• [Request]: Recast the data below as a two-column CSV with the headers instruction and coordinates, giving one row for each text and its answer. Put each value in a single quoted field with line breaks replaced by spaces, and omit the pictures.

[Object position labeling data]
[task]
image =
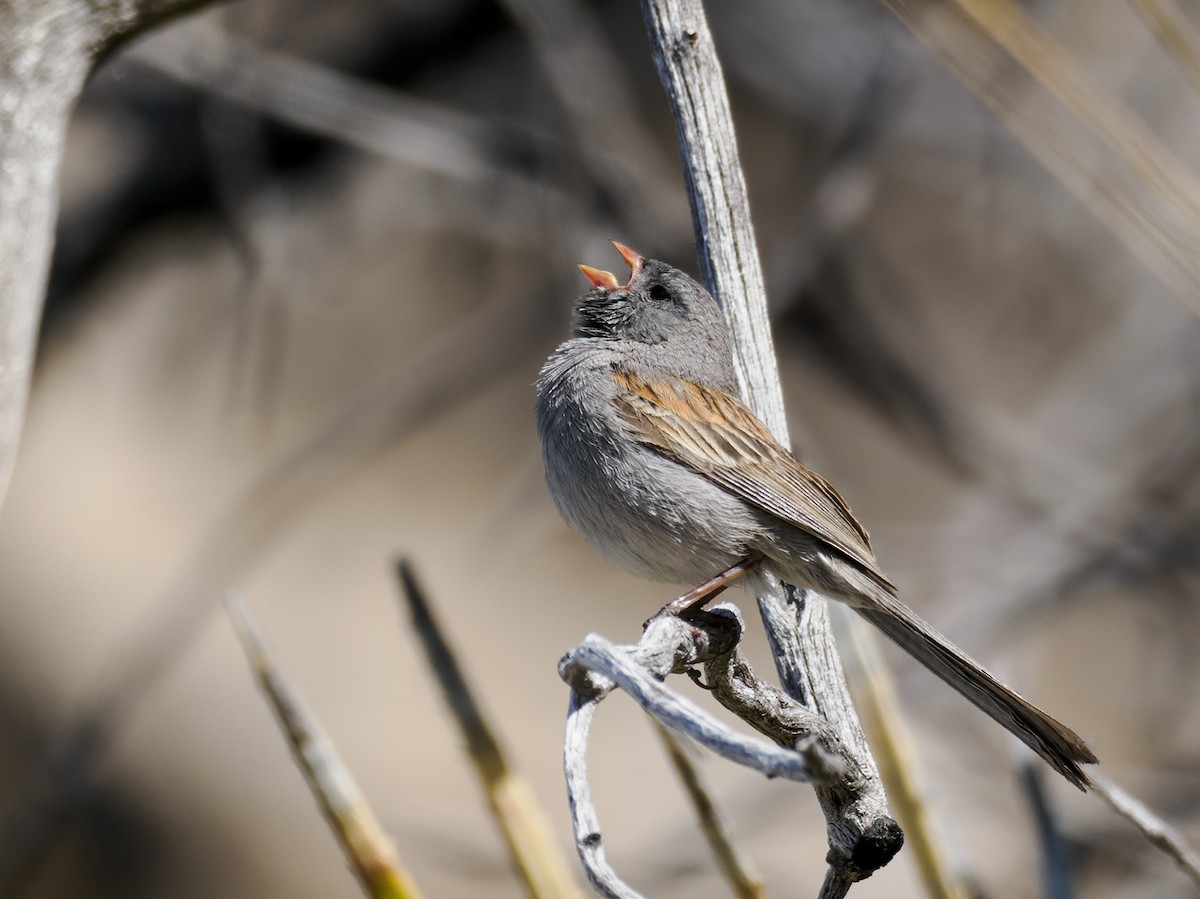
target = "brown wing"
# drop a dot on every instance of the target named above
(719, 437)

• [Solution to the problem]:
instruction,coordinates
"[task] image = target = ""brown wing"" # drop a dot on every instance of the target named above","(719, 437)"